▶ Tarea planteada 1: Reproduce literalmente el tramo del listado que abarca desde su primera línea hasta la línea que contiene "xmin=0 ymin=213 xmax=362 ymax=338", ambas incluidas.

▶ Texto fuente:
■ ■ ■ ■
Alejandro Fierro, Periodista, miembro de la Fundación CEPS
El principal interrogante sobre el proceso de transformación de
Venezuela es si éste puede continuar sin Hugo Chávez. Dicho de otra
forma: ¿existe un chavismo sin Chávez? Responder a esta cuestión es la
tarea más urgente a la que se enfrenta la parte de la sociedad
venezolana –mayoritaria, como se ratifica elección tras elección– que
quiere seguir adelante con el proceso iniciado en 1998.
La oposición
venezolana, de fuerte inspiración neoliberal, se ha apresurado a
anunciar un ‘fin de época’. Según el relato opositor, el chavismo sin
Chávez es imposible. Sería como “una arepa (torta de maíz, base de la
dieta venezolana) sin relleno”, en palabras de Henrique Capriles
Radonski, contendiente de Hugo Chávez en las elecciones presidenciales
del 7 de octubre y ahora nuevo aspirante de la derecha a la Presidencia
el próximo 14 de abril. La Revolución Bolivariana empezaría y
finalizaría con su hiperliderazgo.
La oposición habla
abiertamente de iniciar una ‘transición’. Sugiere así que Venezuela no
es una democracia y que habría que iniciar un proceso de recuperación de
las libertades marcado por el consenso y la negociación una vez
desaparecido el presidente. Capriles Radonski incluso ha comparado la
situación de Venezuela con la del Chile de Pinochet. El inmenso dominio
que la derecha venezolana tiene de los medios de comunicación –posee más
del 85%- y la complicidad de la prensa internacional le permite
extender esta peculiar tesis que no se aplica a otros sistemas
democráticos cuando el jefe de Estado fallece o renuncia (no deja de ser
paradójico y hasta cierto punto sonrojante escuchar a los periodistas
venezolanos expresar libremente cada día su queja de que en el país no
hay libertad de expresión).
■ ■ ■ ■
▶ Listado de registros:
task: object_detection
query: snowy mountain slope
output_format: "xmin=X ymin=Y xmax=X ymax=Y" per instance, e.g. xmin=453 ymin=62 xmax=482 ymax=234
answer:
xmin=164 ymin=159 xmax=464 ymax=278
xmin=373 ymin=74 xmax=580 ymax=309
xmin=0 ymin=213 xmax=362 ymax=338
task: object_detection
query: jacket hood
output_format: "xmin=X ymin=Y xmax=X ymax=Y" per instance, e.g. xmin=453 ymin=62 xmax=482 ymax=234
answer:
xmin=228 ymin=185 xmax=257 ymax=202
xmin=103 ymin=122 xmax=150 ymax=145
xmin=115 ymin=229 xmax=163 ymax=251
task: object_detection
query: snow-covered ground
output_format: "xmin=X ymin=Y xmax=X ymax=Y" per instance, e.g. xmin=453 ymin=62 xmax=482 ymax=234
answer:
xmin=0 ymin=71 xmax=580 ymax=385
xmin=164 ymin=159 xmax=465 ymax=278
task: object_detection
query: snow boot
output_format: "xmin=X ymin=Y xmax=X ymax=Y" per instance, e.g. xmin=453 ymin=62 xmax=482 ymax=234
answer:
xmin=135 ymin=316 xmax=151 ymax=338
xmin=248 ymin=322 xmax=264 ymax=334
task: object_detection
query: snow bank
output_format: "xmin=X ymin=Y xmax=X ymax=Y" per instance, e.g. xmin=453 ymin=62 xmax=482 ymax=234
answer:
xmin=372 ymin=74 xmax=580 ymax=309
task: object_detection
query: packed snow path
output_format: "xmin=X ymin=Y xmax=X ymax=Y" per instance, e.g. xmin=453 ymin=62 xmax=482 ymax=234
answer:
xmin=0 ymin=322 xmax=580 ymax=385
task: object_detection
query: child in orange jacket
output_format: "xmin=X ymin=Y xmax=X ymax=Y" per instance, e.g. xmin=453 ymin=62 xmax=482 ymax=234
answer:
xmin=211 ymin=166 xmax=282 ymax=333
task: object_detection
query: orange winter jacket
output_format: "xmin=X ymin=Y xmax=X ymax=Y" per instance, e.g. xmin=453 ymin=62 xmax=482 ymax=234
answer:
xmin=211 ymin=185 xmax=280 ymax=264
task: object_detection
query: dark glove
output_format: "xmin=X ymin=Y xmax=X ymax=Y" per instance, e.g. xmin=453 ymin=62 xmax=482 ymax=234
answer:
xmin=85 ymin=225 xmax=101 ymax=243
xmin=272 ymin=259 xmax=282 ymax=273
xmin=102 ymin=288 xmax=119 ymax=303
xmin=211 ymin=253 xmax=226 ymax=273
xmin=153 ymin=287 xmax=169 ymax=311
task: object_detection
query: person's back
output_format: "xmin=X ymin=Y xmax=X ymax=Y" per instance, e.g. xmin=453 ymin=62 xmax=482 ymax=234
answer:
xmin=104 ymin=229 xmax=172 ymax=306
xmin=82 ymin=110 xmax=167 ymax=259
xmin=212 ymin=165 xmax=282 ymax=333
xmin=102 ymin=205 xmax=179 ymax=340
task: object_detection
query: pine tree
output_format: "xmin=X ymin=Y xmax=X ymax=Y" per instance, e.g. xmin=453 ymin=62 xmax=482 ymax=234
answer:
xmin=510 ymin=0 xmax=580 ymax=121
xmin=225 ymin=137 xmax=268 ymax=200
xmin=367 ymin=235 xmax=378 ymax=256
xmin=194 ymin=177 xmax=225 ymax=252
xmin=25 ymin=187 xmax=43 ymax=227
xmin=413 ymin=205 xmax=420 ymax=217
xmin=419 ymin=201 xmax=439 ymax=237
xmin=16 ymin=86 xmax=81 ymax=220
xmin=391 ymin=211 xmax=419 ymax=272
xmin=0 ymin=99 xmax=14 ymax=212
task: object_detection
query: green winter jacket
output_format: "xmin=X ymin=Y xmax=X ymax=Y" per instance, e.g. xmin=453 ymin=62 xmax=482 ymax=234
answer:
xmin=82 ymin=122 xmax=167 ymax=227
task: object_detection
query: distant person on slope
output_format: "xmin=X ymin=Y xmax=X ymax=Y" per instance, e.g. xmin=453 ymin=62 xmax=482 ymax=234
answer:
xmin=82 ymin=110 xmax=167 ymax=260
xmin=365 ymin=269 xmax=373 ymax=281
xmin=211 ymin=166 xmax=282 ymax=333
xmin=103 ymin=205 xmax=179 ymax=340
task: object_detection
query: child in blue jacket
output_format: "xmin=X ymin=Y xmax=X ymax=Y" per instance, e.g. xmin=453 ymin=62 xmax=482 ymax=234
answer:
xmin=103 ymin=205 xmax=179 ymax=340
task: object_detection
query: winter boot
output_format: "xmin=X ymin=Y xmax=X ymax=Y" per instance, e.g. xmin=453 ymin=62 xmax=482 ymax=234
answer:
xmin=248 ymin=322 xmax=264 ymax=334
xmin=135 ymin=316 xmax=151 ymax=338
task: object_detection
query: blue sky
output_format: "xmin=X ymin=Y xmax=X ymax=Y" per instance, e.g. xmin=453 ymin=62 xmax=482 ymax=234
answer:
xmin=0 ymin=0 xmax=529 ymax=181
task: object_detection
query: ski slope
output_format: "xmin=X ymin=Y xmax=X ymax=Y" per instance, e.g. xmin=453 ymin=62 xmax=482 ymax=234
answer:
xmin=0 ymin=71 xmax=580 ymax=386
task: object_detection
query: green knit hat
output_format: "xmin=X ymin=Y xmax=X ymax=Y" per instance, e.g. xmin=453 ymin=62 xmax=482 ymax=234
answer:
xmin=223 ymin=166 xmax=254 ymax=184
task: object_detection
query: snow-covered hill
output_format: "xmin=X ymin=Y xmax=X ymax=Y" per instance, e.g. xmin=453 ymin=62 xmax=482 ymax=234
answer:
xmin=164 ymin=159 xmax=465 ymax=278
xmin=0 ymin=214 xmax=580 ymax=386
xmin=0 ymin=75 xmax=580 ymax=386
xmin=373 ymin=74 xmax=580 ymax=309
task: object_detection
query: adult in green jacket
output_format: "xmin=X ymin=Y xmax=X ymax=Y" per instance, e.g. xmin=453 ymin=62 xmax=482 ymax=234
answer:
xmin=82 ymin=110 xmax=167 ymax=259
■ ■ ■ ■
▶ Tarea planteada 2:
Responde brevemente a partir del texto sobre Venezuela:
(a) ¿En qué año comenzó el proceso que, según el texto, la parte mayoritaria de la sociedad venezolana quiere seguir adelante?
(b) ¿En qué fecha se celebran las elecciones presidenciales en las que Henrique Capriles Radonski es el nuevo aspirante de la derecha?
(c) ¿Qué proporción de los medios de comunicación posee la derecha venezolana?

▶ Respuesta 1:
task: object_detection
query: snowy mountain slope
output_format: "xmin=X ymin=Y xmax=X ymax=Y" per instance, e.g. xmin=453 ymin=62 xmax=482 ymax=234
answer:
xmin=164 ymin=159 xmax=464 ymax=278
xmin=373 ymin=74 xmax=580 ymax=309
xmin=0 ymin=213 xmax=362 ymax=338

▶ Respuesta 2:
(a) En 1998.
(b) El 14 de abril.
(c) Más del 85%.